Tasks for this exercise
- A) Quote the notebook page on loading Harvard Art Museums data from "# Loading data" to "few minutes though.".
- B) In the listing, take the lines from the line with "of the wispy" to the line with "pixel 169 14" and write out only those, requests included. Multiply each point coordinate in the answers by 1.7 and round to whole numbers, with halves going up.

# Loading data from the Harvard Art Museums

This script loads all objects in the online collection of the [Harvard Art Museums](https://harvardartmuseums.org/collections).

Requests are parallelized for maximum efficiency. Note that there may be IP-based rate limits on the website, so you won't necessarily be able to download the data at maximum network speed. It shouldn't take more than a few minutes though.

In [1]:
import asyncio
import aiohttp

import sys
from aiohttp_retry import RetryClient
from tqdm import tqdm

In [2]:
async def load_page(client: aiohttp.ClientSession, num: int):
    offset = 100 * num
    async with client.get(f'https://harvardartmuseums.org/browse?load_amount=100&offset={offset}') as resp:
        assert resp.status == 200
        return await resp.json()

async def load_data():
    concurrency = 10

    records = []
    sema = asyncio.Semaphore(concurrency)

Records from a collection
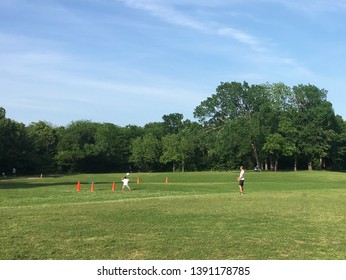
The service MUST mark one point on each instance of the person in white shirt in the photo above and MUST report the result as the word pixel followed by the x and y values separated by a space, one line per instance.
pixel 241 179
pixel 125 181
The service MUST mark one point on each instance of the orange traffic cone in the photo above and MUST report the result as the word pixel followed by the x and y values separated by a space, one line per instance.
pixel 78 186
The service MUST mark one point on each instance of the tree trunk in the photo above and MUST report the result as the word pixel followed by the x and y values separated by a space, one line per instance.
pixel 295 163
pixel 254 147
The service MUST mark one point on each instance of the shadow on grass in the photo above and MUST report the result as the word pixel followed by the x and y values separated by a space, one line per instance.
pixel 36 182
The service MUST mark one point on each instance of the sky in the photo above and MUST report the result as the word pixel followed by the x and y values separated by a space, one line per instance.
pixel 129 62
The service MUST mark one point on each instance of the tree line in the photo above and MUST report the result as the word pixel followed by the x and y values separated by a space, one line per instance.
pixel 268 126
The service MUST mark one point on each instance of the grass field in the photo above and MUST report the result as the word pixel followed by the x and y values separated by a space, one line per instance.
pixel 282 216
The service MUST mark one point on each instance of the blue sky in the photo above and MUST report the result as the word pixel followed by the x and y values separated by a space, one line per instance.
pixel 133 61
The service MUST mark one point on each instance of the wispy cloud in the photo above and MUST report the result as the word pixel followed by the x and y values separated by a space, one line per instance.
pixel 169 14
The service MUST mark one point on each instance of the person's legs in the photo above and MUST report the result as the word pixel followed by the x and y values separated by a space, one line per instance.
pixel 241 186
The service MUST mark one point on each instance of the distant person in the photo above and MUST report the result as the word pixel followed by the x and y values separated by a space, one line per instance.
pixel 241 179
pixel 125 181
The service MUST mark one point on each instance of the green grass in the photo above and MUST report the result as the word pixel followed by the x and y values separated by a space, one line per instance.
pixel 283 215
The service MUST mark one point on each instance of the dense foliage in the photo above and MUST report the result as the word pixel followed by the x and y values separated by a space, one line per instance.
pixel 271 126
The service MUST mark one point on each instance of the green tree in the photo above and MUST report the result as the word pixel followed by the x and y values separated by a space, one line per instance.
pixel 145 152
pixel 43 139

Complete answers
- A)
# Loading data from the Harvard Art Museums

This script loads all objects in the online collection of the [Harvard Art Museums](https://harvardartmuseums.org/collections).

Requests are parallelized for maximum efficiency. Note that there may be IP-based rate limits on the website, so you won't necessarily be able to download the data at maximum network speed. It shouldn't take more than a few minutes though.

- B)
The service MUST mark one point on each instance of the wispy cloud in the photo above and MUST report the result as the word pixel followed by the x and y values separated by a space, one line per instance.
pixel 287 24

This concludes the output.